[EXERCISE DATA start]

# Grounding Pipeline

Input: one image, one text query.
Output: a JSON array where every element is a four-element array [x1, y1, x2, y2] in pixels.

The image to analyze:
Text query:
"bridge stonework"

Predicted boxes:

[EXERCISE DATA end]

## STATED PROBLEM
Copy all of the records above word for word, keeping every line as it is.

## ANSWER TO THE PROBLEM
# Grounding Pipeline

Input: one image, one text query.
Output: a JSON array where every element is a four-element array [x1, y1, x2, y2] in pixels.

The image to analyze:
Text query:
"bridge stonework"

Predicted boxes:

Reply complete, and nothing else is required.